取り組む課題 >>
a - 抜粋のうち、「今後はこの問題を解決すること」を含む語句から書き始め、「くくなると考えたためである。」の直後で終えて、そのとおりに書き写しなさい。
b - 抜粋に出てくるカタカナ表記の語を、重複を除いてすべて挙げなさい。

抜粋 >>
<<<<

本研究では途中システム設計に失敗したことはあったが、Gresemonkeyを使用する事により、目標であるコメントを貼り付けるシステムを作成することができた。しかし問題点として、「コメントの収集がつかない」「同一性保持権」が依然解決できていない。

今後はこの問題を解決することを目標に本研究を続けていきたい。また、現在この問題点の「コメントの収集がつかない」件に関しては対応策がある。この対応策はユーザのグループ化である。ユーザ一人一人を管理し、またグループでの管理もすることができるようにする。これはコメントの収集がつかない原因が、どのユーザも書き込めてしまうというところにあり、特定のユーザ同士しか使わない環境であればコメントが乱雑になりにくくなると考えたためである。

本研究を通してAjaxを使ったシステムは様々な可能性あると感じられた。ただし、技術が発展したからといって需要がみたされるわけではない。技術を有効に使ってこそ実際の需要に繋がるため、常に何が重要かを見極める視点が今後は更に必要になってくるなと感じた。

>>>>

保存データ >>

<<<<

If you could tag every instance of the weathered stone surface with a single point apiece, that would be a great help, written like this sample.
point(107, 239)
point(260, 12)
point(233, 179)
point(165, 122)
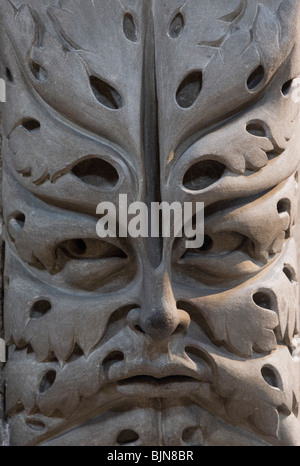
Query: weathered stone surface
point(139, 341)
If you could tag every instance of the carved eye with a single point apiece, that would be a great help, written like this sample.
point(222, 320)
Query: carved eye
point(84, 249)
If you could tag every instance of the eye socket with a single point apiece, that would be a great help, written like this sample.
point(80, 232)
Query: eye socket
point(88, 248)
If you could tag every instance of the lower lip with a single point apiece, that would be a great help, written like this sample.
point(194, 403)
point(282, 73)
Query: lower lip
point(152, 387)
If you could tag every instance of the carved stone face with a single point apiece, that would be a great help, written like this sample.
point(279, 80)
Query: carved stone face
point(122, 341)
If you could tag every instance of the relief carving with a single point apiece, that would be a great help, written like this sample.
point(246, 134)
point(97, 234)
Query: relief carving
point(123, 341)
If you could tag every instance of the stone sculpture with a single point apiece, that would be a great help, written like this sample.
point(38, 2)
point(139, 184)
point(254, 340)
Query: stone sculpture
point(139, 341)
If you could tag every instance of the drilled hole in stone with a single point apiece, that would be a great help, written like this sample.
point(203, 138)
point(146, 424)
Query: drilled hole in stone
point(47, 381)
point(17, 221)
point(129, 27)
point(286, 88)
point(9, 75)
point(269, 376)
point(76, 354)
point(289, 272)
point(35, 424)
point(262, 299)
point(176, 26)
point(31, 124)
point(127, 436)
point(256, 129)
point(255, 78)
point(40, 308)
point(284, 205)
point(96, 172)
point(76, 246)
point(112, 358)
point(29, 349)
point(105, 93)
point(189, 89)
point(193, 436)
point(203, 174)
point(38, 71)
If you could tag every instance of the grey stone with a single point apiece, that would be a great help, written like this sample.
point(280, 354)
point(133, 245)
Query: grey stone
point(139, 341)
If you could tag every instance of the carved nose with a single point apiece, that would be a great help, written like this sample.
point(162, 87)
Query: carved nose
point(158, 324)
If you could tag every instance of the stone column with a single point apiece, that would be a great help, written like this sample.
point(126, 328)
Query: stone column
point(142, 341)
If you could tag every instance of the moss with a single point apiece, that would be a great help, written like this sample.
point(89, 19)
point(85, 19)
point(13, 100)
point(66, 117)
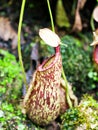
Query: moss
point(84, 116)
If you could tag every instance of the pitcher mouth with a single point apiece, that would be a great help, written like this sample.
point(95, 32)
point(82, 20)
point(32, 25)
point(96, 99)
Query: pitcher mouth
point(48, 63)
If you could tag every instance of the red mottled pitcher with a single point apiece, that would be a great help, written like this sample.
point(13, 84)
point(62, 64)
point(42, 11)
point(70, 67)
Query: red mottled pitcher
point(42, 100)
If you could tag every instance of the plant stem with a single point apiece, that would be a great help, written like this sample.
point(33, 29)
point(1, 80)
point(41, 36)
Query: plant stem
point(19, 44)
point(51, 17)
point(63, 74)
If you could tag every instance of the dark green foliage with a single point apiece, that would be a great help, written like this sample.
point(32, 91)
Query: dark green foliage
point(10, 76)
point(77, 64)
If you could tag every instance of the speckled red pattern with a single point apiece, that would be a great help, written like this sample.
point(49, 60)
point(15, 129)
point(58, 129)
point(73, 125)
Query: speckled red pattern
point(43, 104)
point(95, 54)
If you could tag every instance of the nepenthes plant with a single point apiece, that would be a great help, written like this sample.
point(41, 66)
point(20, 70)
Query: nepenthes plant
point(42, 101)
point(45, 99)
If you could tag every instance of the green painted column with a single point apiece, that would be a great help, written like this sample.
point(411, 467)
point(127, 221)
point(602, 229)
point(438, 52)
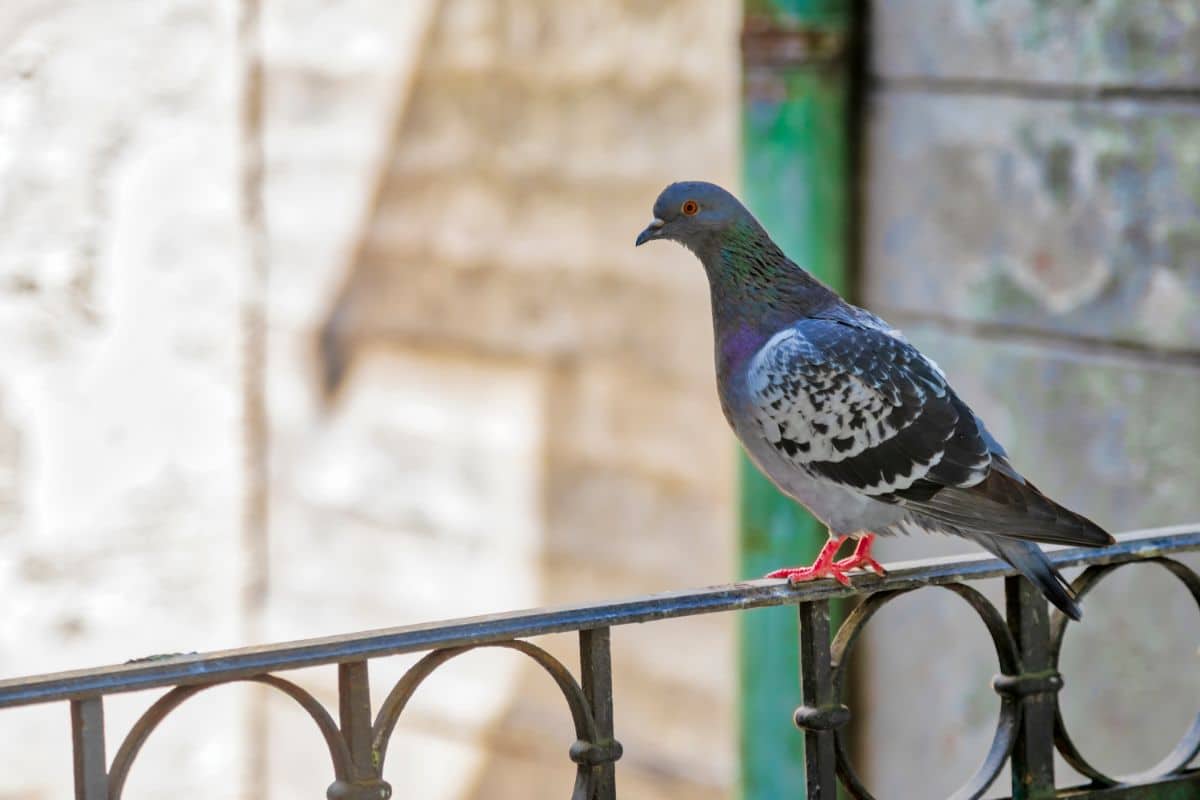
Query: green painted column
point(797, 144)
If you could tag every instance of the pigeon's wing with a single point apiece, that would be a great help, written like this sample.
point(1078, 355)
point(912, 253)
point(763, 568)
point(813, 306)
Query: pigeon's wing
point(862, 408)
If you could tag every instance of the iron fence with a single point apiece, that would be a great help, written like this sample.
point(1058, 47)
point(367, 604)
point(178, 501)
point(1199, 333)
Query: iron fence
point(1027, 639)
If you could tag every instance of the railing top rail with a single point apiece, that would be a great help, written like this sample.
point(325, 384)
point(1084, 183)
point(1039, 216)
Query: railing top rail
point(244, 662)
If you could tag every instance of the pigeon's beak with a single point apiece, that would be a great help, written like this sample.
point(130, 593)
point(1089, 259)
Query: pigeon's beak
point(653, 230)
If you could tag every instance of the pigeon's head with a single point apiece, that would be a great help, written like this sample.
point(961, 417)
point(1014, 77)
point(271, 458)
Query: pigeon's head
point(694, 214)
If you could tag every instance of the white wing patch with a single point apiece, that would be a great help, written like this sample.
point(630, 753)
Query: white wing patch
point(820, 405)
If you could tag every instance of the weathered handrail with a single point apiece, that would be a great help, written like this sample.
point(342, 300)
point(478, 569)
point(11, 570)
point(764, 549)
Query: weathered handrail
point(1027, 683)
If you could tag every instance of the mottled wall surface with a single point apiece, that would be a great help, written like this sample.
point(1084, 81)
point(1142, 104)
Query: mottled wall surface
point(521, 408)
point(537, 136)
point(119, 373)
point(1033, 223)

>>>>

解答 >>
a -
今後はこの問題を解決することを目標に本研究を続けていきたい。また、現在この問題点の「コメントの収集がつかない」件に関しては対応策がある。この対応策はユーザのグループ化である。ユーザ一人一人を管理し、またグループでの管理もすることができるようにする。これはコメントの収集がつかない原因が、どのユーザも書き込めてしまうというところにあり、特定のユーザ同士しか使わない環境であればコメントが乱雑になりにくくなると考えたためである。

b - システム、コメント、ユーザ、グループ